DATA PROVIDED >>
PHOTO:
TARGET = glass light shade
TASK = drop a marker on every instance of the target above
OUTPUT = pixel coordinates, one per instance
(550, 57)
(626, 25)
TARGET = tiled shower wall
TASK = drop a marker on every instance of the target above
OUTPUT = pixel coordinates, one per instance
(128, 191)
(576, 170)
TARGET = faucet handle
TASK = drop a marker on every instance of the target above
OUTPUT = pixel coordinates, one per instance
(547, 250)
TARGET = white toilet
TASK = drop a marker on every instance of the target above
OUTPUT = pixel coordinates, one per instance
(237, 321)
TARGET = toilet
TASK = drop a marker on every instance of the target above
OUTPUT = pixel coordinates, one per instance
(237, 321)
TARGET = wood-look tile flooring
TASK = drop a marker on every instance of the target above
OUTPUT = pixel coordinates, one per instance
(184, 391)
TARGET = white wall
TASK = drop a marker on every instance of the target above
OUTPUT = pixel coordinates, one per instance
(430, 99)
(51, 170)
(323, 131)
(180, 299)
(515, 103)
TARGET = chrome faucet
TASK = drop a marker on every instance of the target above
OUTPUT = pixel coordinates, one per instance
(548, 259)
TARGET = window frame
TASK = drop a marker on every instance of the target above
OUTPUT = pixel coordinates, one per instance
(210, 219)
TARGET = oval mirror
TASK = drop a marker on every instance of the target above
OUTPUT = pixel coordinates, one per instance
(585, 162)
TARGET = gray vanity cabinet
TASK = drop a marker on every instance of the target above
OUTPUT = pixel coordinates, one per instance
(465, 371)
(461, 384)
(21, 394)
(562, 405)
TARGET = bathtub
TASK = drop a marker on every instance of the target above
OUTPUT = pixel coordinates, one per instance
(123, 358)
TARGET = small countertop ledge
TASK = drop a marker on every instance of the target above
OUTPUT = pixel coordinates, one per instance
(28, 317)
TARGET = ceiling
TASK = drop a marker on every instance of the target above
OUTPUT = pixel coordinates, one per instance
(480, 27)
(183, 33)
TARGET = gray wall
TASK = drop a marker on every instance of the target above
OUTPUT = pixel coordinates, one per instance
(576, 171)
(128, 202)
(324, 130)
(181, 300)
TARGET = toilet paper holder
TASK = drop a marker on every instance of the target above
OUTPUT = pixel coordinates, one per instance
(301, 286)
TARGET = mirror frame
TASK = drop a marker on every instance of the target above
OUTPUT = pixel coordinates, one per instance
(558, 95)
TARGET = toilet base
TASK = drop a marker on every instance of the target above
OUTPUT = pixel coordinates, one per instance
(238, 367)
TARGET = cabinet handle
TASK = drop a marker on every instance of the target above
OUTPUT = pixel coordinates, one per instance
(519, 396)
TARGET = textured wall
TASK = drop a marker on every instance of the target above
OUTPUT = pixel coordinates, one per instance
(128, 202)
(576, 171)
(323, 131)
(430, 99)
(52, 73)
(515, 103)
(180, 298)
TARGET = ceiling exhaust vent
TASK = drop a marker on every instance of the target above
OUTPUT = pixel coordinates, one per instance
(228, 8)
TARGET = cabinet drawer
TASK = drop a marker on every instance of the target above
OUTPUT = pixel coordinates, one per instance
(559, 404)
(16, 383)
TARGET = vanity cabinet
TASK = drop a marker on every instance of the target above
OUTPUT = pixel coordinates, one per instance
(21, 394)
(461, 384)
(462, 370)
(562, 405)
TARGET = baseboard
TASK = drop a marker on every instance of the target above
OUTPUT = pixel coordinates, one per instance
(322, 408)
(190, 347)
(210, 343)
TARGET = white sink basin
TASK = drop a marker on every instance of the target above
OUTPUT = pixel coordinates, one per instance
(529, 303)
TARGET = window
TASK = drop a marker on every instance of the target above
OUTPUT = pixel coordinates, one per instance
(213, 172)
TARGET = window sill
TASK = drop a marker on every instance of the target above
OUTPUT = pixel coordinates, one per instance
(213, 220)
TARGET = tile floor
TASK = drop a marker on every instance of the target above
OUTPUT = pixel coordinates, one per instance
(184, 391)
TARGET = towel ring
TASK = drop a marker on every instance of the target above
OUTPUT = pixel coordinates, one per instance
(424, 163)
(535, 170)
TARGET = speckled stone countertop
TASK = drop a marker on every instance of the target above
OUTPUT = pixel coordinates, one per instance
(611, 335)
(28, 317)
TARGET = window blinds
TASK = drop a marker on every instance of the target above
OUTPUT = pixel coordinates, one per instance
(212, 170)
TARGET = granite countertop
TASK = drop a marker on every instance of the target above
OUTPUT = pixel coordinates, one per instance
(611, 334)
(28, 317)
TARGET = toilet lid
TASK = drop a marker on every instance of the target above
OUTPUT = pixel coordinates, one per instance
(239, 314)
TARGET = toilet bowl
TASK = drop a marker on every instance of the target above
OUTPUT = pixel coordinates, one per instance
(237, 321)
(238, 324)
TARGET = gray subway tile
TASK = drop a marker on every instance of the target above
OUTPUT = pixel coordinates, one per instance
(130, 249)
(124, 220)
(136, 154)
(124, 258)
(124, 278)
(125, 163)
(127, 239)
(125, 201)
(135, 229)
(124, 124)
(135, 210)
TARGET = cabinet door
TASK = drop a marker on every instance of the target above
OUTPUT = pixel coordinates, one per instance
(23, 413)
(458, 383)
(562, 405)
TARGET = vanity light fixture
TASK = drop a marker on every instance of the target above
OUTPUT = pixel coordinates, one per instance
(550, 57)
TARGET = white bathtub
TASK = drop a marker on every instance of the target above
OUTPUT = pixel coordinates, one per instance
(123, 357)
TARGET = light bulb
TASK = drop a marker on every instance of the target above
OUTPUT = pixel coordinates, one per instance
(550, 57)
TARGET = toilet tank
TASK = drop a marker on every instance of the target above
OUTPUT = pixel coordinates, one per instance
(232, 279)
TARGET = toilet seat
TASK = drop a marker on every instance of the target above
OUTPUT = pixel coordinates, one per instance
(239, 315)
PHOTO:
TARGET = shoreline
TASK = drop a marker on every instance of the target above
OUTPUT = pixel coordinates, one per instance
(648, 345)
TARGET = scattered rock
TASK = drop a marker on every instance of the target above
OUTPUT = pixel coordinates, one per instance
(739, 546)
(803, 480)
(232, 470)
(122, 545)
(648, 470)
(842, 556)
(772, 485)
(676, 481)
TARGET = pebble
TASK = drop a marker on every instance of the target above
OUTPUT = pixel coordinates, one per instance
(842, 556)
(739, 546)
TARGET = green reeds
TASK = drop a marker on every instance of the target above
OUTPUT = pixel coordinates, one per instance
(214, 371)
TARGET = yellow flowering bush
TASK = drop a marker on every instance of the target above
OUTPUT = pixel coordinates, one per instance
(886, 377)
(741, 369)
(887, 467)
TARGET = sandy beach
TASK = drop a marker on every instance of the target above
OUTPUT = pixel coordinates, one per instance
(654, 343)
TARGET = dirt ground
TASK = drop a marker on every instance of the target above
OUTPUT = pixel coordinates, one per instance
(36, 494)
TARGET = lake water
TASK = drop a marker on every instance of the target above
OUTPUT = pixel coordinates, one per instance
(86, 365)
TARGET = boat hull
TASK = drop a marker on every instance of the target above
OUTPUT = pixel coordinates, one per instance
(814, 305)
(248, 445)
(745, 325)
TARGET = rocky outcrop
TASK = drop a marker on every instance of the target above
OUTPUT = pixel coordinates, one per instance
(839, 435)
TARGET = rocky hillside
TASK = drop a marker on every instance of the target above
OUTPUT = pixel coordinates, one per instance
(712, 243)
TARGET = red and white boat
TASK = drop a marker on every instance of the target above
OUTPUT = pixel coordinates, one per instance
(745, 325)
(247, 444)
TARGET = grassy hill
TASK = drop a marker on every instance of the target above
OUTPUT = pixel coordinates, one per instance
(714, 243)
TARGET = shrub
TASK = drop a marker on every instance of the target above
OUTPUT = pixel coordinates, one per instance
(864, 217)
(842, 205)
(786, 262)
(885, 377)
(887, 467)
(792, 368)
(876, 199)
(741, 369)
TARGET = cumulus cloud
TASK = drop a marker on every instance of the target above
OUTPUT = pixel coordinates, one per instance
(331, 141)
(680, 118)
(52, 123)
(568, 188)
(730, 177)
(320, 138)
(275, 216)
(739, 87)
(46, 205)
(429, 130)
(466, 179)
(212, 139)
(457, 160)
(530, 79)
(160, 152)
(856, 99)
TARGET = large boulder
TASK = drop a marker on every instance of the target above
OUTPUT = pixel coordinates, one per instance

WORK TO BE COMPLETED >> In the listing above, find the line containing "TARGET = grassy hill", then reproduce it and each line after it through the end, exactly and with nothing added.

RESPONSE TO THE TASK >>
TARGET = grassy hill
TASK = drop a marker on every instance of the target above
OUTPUT = pixel coordinates, one per instance
(714, 243)
TARGET = shrub
TASK = drop a marker on every instance of the target above
OUTPUT = pixel coordinates, one per instance
(864, 217)
(842, 205)
(786, 262)
(885, 377)
(887, 467)
(792, 368)
(876, 199)
(741, 369)
TARGET = cumulus cloud
TASK = drop a marker on every instance of the target above
OUTPUT = pixel coordinates, one per instance
(331, 141)
(680, 118)
(52, 123)
(568, 188)
(730, 177)
(320, 138)
(275, 216)
(739, 87)
(46, 205)
(429, 130)
(466, 179)
(212, 139)
(457, 160)
(530, 79)
(160, 152)
(856, 99)
TARGET = large boulder
TASK = drop a marker on every instance of the target above
OUTPUT = pixel coordinates, one per instance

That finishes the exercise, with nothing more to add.